• Exercise
Find every line in the material that contains the string "mask", with case significant, and copy each such line.

• The input
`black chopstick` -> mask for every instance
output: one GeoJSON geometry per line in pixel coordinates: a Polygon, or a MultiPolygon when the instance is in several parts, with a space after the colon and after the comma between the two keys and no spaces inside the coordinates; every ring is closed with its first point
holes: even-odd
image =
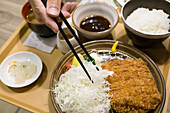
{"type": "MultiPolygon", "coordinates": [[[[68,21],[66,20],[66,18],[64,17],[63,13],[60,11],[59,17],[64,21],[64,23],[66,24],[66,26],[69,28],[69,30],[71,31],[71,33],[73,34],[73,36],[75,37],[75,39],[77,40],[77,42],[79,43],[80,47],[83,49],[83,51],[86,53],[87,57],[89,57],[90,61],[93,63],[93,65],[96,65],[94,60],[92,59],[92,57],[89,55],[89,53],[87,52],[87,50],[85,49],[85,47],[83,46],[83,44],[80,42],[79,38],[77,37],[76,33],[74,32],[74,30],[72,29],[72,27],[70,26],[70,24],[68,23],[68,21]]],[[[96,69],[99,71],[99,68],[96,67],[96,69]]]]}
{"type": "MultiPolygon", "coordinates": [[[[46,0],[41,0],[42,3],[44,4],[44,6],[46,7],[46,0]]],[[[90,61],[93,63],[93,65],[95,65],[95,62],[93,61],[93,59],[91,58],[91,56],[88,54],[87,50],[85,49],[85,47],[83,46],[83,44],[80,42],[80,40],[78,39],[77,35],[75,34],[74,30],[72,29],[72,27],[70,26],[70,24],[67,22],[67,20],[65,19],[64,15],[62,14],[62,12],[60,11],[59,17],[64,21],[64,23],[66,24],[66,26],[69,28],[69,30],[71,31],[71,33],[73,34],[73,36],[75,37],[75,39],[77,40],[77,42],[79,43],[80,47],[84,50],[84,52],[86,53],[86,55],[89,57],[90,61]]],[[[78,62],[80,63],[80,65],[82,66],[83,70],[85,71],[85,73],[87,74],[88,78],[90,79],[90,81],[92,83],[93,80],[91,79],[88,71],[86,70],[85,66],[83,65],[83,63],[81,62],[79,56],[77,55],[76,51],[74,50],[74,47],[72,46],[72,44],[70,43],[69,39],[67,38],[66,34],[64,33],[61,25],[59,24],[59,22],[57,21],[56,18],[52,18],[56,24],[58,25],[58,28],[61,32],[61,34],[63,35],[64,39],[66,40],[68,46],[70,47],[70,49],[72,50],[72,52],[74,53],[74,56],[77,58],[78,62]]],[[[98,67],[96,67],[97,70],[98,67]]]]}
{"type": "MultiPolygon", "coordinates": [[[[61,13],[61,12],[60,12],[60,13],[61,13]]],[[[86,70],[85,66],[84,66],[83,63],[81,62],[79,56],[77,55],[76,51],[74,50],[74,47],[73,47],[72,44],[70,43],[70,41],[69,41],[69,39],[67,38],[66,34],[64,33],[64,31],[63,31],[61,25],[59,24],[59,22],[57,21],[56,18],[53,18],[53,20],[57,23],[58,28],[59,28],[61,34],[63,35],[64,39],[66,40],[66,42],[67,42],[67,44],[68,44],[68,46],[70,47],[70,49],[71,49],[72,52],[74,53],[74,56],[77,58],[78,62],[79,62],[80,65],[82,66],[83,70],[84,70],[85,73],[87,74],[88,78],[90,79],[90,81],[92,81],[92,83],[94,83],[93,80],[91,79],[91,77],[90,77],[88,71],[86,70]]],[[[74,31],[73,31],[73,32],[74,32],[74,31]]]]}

--

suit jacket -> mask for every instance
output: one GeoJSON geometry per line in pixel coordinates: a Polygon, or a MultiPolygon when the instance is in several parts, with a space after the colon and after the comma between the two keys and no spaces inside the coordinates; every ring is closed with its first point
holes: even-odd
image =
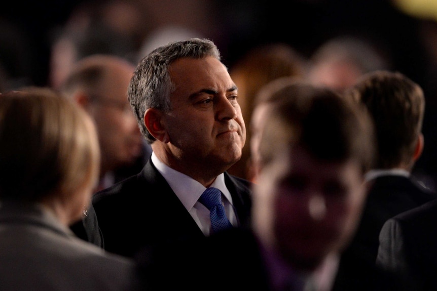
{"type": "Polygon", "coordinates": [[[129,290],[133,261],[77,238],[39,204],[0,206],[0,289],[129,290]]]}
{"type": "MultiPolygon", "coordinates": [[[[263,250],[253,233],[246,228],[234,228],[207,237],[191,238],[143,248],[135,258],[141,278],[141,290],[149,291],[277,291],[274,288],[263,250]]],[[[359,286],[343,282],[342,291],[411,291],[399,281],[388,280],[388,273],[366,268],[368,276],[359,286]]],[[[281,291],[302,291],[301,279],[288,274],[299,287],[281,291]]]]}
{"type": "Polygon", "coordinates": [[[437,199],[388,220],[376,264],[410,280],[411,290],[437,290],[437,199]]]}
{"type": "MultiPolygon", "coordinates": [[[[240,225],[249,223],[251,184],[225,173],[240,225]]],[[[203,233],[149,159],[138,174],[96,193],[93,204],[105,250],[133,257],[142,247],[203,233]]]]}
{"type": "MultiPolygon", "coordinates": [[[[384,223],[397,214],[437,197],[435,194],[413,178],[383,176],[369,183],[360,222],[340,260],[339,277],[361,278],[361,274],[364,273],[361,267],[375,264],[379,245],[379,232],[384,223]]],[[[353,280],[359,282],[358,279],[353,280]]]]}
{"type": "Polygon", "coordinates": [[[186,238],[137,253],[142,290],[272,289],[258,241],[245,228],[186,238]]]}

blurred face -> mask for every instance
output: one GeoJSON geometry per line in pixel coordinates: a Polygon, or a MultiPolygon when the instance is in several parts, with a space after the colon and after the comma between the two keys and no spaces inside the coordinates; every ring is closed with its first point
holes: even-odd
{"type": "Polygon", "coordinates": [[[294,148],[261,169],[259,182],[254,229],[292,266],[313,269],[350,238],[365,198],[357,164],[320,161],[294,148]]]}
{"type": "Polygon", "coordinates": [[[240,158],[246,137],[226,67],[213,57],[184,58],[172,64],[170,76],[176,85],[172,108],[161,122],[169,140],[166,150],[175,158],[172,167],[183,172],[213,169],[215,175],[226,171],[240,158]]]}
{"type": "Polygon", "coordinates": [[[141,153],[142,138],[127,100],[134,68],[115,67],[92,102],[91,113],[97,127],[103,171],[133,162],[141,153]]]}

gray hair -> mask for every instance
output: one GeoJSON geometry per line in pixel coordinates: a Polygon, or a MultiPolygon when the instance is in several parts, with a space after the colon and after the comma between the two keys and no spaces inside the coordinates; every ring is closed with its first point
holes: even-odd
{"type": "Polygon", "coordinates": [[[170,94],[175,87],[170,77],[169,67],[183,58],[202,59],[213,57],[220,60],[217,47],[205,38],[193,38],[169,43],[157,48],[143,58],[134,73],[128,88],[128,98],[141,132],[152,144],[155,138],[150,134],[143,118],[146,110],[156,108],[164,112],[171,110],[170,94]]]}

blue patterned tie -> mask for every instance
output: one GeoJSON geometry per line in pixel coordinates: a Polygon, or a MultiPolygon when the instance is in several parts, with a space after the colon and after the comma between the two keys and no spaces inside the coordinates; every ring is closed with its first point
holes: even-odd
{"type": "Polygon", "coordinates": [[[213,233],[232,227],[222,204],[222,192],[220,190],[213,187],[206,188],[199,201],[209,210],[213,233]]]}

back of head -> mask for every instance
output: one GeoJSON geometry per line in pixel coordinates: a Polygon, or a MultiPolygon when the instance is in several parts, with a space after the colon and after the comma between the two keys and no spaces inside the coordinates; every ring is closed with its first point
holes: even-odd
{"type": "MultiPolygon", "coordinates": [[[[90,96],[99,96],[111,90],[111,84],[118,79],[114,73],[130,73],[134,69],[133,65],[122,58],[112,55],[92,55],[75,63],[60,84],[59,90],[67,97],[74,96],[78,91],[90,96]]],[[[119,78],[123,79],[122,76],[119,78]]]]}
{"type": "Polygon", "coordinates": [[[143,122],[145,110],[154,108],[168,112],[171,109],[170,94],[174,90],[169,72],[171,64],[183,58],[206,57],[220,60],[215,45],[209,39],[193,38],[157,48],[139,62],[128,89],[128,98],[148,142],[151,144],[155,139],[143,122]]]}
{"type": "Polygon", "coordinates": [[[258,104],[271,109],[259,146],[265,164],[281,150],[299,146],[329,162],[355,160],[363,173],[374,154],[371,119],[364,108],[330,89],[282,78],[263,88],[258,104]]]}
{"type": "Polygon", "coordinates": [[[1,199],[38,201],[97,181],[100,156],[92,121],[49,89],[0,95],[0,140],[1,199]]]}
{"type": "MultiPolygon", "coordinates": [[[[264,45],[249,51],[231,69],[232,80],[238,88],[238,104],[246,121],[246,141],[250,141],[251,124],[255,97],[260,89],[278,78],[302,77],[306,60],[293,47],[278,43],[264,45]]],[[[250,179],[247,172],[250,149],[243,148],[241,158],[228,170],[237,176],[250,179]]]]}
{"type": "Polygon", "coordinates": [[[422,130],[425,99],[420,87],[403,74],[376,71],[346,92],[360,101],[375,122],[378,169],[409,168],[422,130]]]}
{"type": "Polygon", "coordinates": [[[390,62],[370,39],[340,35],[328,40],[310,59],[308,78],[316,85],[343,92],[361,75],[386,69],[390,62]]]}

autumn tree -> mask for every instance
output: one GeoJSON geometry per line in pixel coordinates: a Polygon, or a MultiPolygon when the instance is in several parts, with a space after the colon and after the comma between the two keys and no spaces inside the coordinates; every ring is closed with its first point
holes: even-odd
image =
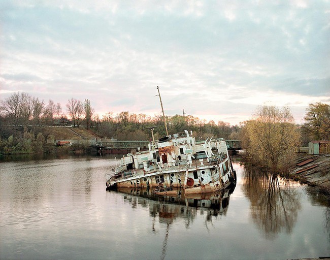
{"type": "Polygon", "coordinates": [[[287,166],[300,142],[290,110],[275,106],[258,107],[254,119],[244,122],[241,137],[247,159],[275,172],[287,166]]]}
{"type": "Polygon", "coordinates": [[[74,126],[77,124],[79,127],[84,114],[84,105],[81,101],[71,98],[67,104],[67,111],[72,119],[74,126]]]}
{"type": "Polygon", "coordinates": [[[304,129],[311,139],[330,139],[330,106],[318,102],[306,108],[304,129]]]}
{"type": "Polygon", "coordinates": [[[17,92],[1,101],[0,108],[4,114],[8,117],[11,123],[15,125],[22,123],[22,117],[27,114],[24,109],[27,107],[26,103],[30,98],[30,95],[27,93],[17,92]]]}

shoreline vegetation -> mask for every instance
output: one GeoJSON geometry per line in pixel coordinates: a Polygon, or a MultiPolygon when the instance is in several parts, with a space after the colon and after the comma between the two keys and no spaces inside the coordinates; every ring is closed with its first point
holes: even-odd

• Result
`black chopstick` -> mask for every instance
suit jacket -> mask for every instance
blurred face -> mask for every instance
gray hair -> mask for every instance
blue patterned tie -> mask for every instance
back of head -> mask for every instance
autumn tree -> mask for every instance
shoreline vegetation -> mask for every instance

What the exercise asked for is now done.